*** EXTRACTED DATA

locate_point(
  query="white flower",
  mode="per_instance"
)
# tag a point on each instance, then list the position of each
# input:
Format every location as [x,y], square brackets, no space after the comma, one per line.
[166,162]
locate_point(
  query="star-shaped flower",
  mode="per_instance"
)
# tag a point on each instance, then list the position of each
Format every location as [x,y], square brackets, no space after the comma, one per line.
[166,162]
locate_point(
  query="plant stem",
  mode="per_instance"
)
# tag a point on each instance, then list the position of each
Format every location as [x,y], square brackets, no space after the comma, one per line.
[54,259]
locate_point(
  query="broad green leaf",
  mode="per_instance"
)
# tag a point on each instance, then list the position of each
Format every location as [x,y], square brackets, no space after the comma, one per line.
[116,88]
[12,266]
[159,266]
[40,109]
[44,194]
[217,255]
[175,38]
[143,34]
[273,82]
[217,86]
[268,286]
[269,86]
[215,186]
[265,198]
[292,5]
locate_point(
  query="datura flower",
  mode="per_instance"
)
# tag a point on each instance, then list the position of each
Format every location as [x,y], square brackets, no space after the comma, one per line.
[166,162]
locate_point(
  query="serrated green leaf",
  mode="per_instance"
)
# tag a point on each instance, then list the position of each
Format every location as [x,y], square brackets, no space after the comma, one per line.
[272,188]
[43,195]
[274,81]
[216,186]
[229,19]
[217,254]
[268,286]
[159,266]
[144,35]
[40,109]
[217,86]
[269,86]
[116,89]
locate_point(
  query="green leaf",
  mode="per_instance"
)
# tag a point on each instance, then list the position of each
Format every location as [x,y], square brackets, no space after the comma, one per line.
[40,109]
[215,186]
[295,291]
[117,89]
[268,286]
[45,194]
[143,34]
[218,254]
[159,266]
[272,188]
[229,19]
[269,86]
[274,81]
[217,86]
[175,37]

******

• _INSTRUCTIONS TO FOLLOW_
Write the material out again in its entirety, exactly as shown.

• _EXERCISE RESPONSE_
locate_point(
  query="white flower",
  mode="per_instance"
)
# tag a point on each instance, then list the position of each
# input:
Format every location as [x,y], square brackets, no space after the comma, one per line.
[166,162]
locate_point(
  query="star-shaped flower",
  mode="per_instance"
)
# tag a point on each instance, then list the position of each
Format every location as [x,y], square brackets, no space after the comma, one per line.
[166,162]
locate_point(
  query="plant stem",
  mode="per_instance"
)
# tag a point on each instance, then list the position of each
Format every location as [x,y], square brackets, no space after the comma, one per line.
[54,259]
locate_point(
  query="broad green leaf",
  mode="per_instance"
)
# tag a point on each instance, then list the position of each
Format every location as [x,y], square brackets, no space after the comma, one per line.
[116,88]
[12,266]
[159,266]
[40,109]
[44,194]
[217,255]
[175,38]
[143,34]
[273,82]
[217,86]
[268,286]
[269,86]
[215,186]
[265,198]
[292,5]
locate_point(
  query="datura flower",
  mode="per_instance"
)
# tag a point on each instance, then list the position of each
Format every location as [x,y], square brackets, no space after the comma, one per line.
[166,162]
locate_point(
  query="serrated green leaf",
  mode="per_instance"
)
# tag a point on each instance, then list the position of each
Format every location as [x,y], square brackets, no space after the comma, one per line.
[272,188]
[43,195]
[274,81]
[216,186]
[229,19]
[217,254]
[268,286]
[159,266]
[144,35]
[40,109]
[217,86]
[269,86]
[116,89]
locate_point(
  query="green leaf",
  mode="per_instance"
)
# tag a point on each instance, then list the position of each
Format every location as [x,y], square brackets, no space after the comma, one per line.
[40,109]
[215,186]
[295,291]
[117,89]
[268,286]
[45,194]
[143,34]
[218,254]
[159,266]
[272,188]
[229,19]
[269,86]
[274,81]
[217,86]
[175,37]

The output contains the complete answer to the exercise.